§ EXCERPTED DATA:
┌──

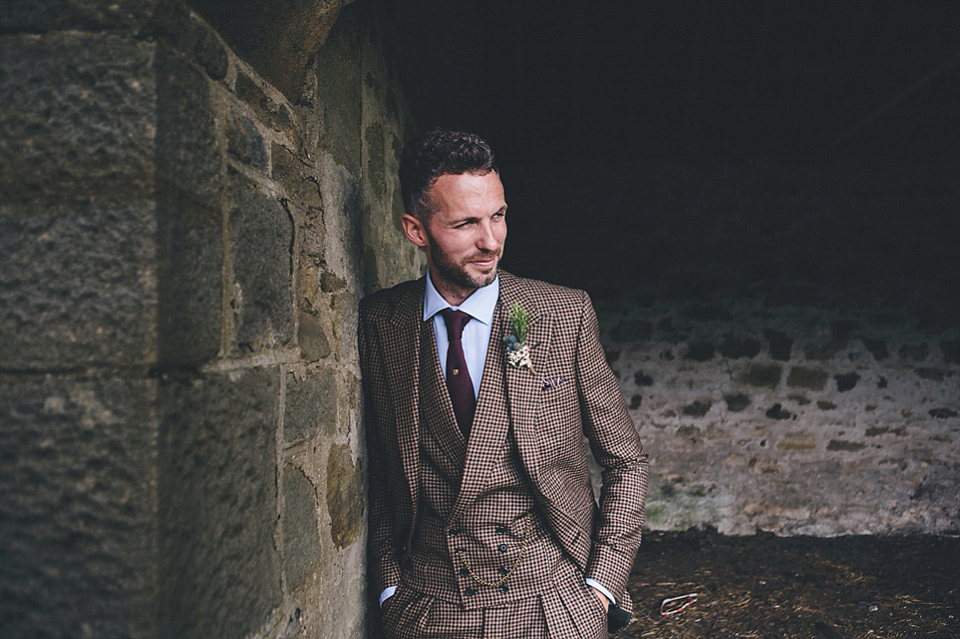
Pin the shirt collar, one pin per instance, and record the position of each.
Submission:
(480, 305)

└──
┌──

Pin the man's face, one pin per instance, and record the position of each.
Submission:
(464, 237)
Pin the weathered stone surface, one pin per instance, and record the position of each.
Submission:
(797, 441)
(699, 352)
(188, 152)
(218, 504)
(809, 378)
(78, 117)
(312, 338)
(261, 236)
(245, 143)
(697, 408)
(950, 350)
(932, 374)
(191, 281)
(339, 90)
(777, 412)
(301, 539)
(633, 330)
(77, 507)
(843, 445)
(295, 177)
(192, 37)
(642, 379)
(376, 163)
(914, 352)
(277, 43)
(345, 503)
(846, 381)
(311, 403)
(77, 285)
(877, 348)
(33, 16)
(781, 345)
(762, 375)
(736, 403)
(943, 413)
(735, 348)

└──
┌──

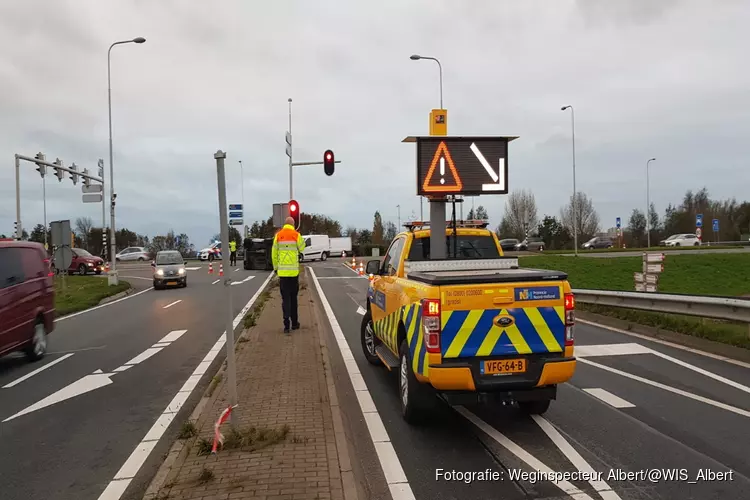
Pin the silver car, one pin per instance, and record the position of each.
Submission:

└──

§ ABOUT THIS TASK: Across the material above, how many lines have the word "each" in them? Answer with a bare number.

§ WORKED SOLUTION: 4